EXCERPT PROVIDED:

┄┄┄┄┄┄

Counsel supported this argument by a number of collateral submissions. First, he contended that, other things being equal, the court should always adopt a literal approach to the construction of statutes. The court's task was to see what Parliament had said, giving words their ordinary and natural meanings, and then to give effect to this in respect of the facts of a given case. It was only when the words of a statute in their ordinary meaning were unclear, or gave rise to an ambiguity, that the court in construing them should depart from the literal approach.

10

Secondly, unless there was any clear reason to the contrary, a court should give the same meaning to the same word where it is used in different places in a statute. Thus "the owner" of goods in section 2 clearly referred to the true owner, to the person having the general property in the goods. Unless there was any reason to the contrary, therefore, which counsel submitted there was not, the court should give the same meaning to the same words in section 9. On this basis any argument that one should read the word "owner" in section 9 as equivalent to "seller", or perhaps to "original seller", could not be correct. Further, where in the same section of an Act the draftsman had used specific and different words, the clear inference was that Parliament had intended them to mean different things. Thus where in section 9 the draftsman had specifically referred to the seller and to the original seller, and thereafter to the owner, it again could not be right to equate one with the other. The care with which the section was drafted was demonstrated by the use of the phrase "the original seller" at one point; this was used to make it quite clear that the reference was back to the seller referred to in the seventeenth word of the section and to avoid any possible confusion.

┄┄┄┄┄┄

SET PROBLEM 1: Translate this sentence from the passage on statutory construction into French: "Counsel supported this argument by a number of collateral submissions."
SET PROBLEM 2: In the rows, write out everything from "Extract seated boy" down to "733 487 780 609" again with "boy" renamed to "child" and nothing else altered.

STORED ROWS:
┄┄┄┄┄┄

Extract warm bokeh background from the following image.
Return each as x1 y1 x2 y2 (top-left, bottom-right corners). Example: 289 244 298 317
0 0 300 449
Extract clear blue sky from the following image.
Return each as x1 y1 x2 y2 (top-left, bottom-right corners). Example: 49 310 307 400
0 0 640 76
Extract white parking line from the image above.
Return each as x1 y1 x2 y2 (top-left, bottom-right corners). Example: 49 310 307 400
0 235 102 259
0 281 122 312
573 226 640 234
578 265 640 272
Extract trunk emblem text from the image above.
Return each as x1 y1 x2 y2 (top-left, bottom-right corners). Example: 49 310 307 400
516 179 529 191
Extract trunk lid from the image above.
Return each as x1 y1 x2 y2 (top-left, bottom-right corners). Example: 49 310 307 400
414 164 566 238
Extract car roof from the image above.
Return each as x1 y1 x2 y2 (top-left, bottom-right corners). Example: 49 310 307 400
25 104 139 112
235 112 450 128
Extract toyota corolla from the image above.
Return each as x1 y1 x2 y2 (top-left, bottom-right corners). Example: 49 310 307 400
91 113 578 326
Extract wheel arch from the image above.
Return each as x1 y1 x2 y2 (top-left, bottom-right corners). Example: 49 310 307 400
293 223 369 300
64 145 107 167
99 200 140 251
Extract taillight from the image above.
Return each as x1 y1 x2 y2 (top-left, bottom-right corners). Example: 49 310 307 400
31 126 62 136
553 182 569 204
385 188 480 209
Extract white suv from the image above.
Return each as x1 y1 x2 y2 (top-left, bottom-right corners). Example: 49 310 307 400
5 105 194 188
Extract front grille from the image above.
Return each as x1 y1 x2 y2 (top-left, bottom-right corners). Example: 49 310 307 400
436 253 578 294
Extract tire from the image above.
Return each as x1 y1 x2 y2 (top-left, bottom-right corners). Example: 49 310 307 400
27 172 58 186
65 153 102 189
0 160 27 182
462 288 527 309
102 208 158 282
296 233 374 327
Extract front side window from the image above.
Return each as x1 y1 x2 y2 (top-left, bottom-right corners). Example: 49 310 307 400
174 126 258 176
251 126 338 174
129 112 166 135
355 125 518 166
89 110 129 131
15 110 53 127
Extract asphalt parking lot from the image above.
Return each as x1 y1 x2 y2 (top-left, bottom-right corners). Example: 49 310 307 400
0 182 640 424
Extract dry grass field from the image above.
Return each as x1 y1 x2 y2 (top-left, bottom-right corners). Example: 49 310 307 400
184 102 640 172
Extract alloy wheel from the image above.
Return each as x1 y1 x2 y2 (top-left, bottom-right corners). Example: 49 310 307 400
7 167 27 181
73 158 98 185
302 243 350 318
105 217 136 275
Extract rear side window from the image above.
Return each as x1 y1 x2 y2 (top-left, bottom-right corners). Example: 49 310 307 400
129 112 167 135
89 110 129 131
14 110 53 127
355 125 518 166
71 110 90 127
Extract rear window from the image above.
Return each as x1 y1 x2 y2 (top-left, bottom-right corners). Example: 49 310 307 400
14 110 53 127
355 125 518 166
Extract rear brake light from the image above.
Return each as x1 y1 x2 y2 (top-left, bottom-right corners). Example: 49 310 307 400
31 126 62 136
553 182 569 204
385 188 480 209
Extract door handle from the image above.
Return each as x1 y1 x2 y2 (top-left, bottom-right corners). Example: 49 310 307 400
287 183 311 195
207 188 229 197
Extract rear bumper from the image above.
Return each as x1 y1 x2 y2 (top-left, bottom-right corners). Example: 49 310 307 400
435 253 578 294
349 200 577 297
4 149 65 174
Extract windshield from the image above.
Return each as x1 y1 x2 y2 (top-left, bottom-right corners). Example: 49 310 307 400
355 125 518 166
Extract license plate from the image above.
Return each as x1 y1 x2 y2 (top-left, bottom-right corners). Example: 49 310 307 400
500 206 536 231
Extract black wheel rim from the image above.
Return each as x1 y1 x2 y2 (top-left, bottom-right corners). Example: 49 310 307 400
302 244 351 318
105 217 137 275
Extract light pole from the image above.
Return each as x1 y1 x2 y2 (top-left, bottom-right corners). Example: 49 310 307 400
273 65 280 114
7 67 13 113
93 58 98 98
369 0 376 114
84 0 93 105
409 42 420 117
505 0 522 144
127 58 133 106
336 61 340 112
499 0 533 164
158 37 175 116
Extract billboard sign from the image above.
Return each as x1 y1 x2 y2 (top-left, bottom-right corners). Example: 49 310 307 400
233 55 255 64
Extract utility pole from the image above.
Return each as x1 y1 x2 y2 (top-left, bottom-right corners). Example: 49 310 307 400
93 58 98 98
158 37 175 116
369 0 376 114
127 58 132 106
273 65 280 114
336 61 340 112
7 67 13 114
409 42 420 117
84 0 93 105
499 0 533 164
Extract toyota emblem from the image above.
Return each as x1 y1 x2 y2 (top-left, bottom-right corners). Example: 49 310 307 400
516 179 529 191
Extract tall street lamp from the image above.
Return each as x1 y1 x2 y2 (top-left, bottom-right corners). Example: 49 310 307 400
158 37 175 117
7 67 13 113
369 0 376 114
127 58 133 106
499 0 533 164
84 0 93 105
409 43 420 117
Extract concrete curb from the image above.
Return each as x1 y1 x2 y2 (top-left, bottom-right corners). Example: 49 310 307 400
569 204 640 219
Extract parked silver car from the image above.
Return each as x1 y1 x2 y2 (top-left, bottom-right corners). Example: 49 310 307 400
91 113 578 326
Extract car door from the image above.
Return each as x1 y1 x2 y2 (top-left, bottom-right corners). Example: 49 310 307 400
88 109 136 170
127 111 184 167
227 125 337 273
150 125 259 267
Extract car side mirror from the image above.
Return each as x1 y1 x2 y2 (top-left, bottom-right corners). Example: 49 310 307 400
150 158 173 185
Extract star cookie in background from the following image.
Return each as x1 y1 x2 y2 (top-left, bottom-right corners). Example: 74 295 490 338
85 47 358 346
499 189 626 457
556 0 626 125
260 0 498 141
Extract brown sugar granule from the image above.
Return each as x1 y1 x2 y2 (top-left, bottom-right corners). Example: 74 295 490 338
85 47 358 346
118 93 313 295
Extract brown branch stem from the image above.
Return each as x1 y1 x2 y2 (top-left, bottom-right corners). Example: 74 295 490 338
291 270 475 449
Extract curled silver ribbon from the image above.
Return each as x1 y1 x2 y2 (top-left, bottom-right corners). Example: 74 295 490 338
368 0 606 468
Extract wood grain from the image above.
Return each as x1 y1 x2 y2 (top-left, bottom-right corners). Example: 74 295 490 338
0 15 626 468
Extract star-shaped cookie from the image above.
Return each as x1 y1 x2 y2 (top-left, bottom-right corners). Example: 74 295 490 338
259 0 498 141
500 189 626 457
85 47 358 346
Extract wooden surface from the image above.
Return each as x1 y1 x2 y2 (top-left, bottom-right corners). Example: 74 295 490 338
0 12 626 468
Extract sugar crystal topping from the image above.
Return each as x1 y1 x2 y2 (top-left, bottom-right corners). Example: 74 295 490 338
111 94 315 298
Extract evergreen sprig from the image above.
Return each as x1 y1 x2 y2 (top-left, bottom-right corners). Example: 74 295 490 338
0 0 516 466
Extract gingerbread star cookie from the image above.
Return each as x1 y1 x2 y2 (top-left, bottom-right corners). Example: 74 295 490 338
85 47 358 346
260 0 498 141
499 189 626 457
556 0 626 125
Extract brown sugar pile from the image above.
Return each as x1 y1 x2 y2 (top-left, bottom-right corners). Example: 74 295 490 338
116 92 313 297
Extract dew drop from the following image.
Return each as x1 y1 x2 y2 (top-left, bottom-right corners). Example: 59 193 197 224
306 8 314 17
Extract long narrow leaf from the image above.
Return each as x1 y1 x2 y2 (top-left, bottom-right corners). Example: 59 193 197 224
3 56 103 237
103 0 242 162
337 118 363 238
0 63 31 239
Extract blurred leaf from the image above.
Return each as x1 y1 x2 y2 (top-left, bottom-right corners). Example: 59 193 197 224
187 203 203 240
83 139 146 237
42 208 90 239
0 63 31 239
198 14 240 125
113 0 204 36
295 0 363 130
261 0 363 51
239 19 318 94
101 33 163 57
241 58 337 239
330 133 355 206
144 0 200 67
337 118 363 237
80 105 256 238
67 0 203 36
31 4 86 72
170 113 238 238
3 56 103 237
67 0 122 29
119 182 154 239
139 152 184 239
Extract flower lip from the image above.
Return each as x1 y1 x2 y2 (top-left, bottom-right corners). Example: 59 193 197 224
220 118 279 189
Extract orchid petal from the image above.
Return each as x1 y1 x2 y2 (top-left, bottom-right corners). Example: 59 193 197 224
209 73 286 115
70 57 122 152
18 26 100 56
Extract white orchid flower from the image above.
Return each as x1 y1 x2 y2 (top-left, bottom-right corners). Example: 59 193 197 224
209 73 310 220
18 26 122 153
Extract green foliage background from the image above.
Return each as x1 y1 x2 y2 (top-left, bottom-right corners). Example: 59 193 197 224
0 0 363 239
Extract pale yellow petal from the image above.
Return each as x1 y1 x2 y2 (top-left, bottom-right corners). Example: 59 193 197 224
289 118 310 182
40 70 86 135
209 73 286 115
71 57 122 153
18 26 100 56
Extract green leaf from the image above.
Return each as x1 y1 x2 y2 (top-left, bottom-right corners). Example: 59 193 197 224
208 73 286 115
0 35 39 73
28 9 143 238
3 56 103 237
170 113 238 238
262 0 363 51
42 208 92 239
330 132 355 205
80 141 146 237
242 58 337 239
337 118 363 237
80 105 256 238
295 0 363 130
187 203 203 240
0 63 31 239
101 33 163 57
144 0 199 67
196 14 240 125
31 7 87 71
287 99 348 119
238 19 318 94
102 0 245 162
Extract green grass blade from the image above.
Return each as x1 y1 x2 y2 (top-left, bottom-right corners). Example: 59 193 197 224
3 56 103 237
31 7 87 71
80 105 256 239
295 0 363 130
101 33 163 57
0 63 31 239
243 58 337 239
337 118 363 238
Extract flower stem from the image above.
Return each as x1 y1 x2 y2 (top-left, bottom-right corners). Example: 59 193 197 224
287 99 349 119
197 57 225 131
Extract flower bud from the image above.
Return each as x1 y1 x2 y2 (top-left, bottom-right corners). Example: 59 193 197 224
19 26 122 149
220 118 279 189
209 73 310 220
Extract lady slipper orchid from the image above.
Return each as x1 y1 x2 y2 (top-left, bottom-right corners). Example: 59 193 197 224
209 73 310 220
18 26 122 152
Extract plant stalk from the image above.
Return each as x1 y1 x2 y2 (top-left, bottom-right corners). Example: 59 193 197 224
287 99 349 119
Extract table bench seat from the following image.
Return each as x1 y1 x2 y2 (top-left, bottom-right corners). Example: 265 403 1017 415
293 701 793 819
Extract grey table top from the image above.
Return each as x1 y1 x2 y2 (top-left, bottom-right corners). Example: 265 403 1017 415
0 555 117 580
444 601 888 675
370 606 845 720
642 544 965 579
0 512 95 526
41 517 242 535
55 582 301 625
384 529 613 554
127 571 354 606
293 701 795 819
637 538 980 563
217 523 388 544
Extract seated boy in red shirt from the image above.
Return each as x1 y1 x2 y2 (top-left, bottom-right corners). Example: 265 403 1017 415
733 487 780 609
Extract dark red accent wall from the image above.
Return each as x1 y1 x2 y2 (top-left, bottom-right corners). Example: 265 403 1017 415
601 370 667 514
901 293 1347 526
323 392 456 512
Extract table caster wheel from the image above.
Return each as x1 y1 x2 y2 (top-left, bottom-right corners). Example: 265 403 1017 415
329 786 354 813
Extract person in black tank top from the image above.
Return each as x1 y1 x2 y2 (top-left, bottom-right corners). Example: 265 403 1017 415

┄┄┄┄┄┄

FINAL ANSWER 1: L'avocat a étayé cet argument par un certain nombre d'observations accessoires.

FINAL ANSWER 2:
Extract seated child in red shirt from the image above.
Return each as x1 y1 x2 y2 (top-left, bottom-right corners). Example: 265 403 1017 415
733 487 780 609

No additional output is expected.